It felt like things were really shifted into gear for the malnutrition team. We knew what we had to do and we were determined on getting everything done. At 4 PM Kayla, Karli, Yakuba, and Matt headed over to the Wesleyan Church to meet with Reverend David and set up the location in which we would be administering the taste tests and surveys. Since we knew that this tasting would be a larger group of people, we had four interviewers, four interpreters, and a three floaters. Kayla, Neena, Seanna, and Rachel were interviewing with Yakuba, Emanuel, Futia, and Alexander as interpreters. The testing at the church was absolutely chaotic – there were roughly 200 mothers and children who showed up.

(Taste testing at Wesleyan Church)

As a result of the chaos, we weren’t able to get a ton of data points, but the ones we did manage to collect were really helpful. Moving forward we are going to work through avoiding mass crowds swarming the interviews and trying to keep the taste testings in more of an orderly fashioned manner. We are so excited to finally be collecting tangible data and be working through the hiccups we faced and continue being successful.

• What this task involves
Answer these questions about the account of the taste testing.
1. At what time did the group head over to the Wesleyan Church?
2. Roughly how many mothers and children showed up to the testing?
3. What does the team plan to avoid moving forward?
The records are separate material and are not part of the text about the taste testing.

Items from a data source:
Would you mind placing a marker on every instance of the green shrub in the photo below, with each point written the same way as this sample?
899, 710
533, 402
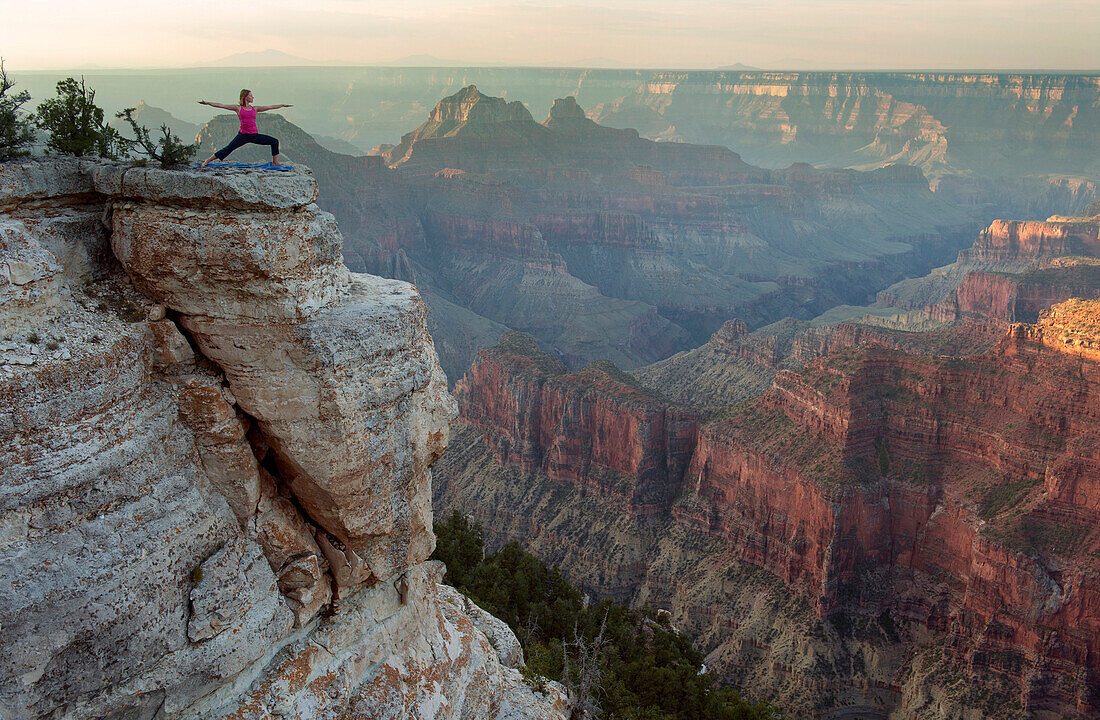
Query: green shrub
17, 130
168, 150
76, 124
617, 663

• Response area
1. At 4 PM.
2. Roughly 200.
3. Mass crowds swarming the interviews.